#### Task requirements
Report every line of the listing that contains the string "safety".

#### Input rows

..........

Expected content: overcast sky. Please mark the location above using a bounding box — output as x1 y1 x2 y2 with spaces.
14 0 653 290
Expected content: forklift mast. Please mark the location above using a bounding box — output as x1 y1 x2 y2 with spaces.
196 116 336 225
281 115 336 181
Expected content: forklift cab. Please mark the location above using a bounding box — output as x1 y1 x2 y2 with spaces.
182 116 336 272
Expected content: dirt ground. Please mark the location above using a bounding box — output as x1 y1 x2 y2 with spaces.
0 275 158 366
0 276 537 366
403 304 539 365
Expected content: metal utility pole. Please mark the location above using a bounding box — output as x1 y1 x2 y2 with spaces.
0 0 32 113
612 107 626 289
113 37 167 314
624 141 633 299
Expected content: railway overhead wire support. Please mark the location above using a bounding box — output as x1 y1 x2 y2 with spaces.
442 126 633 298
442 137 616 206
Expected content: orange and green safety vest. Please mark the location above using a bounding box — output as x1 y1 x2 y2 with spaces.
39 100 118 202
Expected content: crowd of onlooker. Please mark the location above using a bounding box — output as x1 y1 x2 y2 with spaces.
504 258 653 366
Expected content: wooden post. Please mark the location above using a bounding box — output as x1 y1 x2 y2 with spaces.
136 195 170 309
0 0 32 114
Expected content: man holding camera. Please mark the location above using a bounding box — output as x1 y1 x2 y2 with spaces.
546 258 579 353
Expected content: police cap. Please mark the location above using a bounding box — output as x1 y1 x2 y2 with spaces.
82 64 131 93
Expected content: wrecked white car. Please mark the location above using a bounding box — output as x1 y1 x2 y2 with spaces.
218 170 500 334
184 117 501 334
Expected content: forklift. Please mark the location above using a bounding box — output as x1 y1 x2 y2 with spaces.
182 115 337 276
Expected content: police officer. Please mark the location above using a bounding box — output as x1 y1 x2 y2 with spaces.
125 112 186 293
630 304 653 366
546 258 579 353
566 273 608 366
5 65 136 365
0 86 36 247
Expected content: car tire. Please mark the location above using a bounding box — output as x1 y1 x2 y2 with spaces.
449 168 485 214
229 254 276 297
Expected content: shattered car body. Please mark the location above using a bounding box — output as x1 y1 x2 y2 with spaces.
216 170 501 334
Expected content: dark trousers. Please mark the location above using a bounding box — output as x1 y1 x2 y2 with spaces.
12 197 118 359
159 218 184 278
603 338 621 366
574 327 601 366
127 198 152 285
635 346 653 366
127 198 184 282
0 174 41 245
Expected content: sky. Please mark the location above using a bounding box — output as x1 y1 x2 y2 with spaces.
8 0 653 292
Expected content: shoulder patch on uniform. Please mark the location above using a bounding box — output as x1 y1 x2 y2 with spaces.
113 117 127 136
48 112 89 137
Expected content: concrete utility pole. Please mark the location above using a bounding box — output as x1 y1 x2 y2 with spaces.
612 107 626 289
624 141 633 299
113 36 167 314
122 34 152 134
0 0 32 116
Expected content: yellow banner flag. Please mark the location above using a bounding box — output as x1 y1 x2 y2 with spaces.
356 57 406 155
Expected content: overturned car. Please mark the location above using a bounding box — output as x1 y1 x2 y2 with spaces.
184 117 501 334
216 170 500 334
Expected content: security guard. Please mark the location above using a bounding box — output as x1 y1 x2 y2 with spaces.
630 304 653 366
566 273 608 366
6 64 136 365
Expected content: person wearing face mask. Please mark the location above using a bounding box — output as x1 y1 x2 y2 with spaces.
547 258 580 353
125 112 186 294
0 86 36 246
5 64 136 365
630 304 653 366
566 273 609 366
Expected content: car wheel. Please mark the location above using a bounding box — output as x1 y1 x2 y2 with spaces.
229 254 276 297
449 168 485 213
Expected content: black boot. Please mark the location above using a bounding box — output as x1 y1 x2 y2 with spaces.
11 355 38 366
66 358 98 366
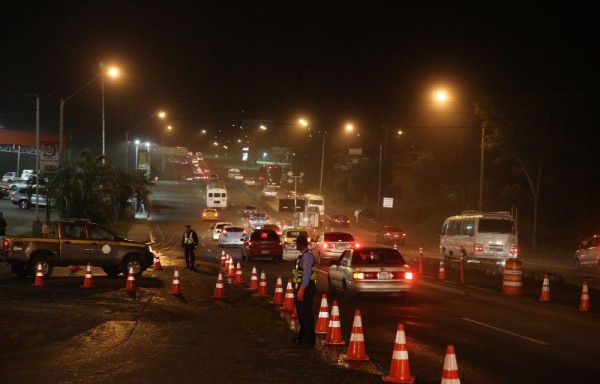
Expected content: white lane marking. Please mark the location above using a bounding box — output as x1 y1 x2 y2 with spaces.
462 317 550 345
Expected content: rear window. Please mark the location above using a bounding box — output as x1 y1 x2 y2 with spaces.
479 219 513 234
285 231 308 238
251 229 279 241
325 233 354 242
352 248 406 265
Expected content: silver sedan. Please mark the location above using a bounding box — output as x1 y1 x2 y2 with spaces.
328 247 414 299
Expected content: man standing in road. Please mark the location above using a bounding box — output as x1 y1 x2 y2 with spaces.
181 224 198 268
0 212 7 236
292 235 317 347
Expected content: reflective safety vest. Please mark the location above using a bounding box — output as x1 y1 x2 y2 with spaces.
183 232 194 245
292 251 317 290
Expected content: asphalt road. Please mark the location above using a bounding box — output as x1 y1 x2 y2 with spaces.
0 169 600 383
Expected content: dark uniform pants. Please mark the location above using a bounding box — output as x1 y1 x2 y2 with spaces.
183 244 196 265
294 280 316 342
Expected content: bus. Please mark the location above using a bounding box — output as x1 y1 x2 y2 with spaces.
440 211 519 266
206 183 227 209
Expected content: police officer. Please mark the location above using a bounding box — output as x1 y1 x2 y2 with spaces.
292 235 317 347
181 224 198 268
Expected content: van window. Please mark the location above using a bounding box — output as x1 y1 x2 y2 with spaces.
479 219 513 234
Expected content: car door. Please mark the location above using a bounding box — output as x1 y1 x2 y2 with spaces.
60 223 94 265
329 250 352 290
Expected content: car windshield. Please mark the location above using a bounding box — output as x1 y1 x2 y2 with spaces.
352 248 406 265
479 219 513 234
325 232 354 242
251 229 279 241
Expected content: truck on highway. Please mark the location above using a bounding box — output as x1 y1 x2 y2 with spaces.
2 220 154 277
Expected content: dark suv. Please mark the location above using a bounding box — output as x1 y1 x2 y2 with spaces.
242 229 283 261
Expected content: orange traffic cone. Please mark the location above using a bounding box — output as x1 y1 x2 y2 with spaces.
81 263 96 288
33 263 46 287
271 275 283 305
154 253 162 271
257 270 269 297
540 273 550 303
382 324 415 383
579 280 590 312
281 279 296 311
342 309 369 361
315 294 329 335
235 261 244 284
213 272 227 299
248 266 258 292
122 268 138 292
169 269 183 295
325 300 346 345
442 345 460 384
438 260 446 280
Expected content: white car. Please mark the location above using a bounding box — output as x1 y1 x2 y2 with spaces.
212 221 233 241
219 225 246 247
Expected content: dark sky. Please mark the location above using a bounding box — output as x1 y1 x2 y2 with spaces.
0 0 599 158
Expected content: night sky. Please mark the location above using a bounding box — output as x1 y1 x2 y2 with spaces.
0 1 598 157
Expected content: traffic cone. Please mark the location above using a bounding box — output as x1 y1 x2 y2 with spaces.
540 273 550 303
81 263 96 288
382 323 415 383
579 280 590 312
154 253 162 271
315 294 329 335
227 260 235 284
342 309 369 361
169 269 183 295
271 275 283 305
122 268 138 292
325 300 346 345
213 272 227 299
257 270 269 297
442 345 460 384
281 279 296 311
33 263 46 287
248 266 258 292
438 260 446 280
235 261 244 284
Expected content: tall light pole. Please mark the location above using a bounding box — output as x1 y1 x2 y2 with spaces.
298 119 327 195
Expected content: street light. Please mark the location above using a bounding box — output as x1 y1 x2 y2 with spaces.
58 63 119 162
434 90 485 212
298 119 327 195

..........

#### Reply
Expected content: orange and green safety vest. Please mark the location above using a bounding box — output as x1 y1 x2 y2 with spaces.
Expected content: reflective safety vest. Please mark the location above using a bounding box — output as x1 y1 x2 y2 with spaces.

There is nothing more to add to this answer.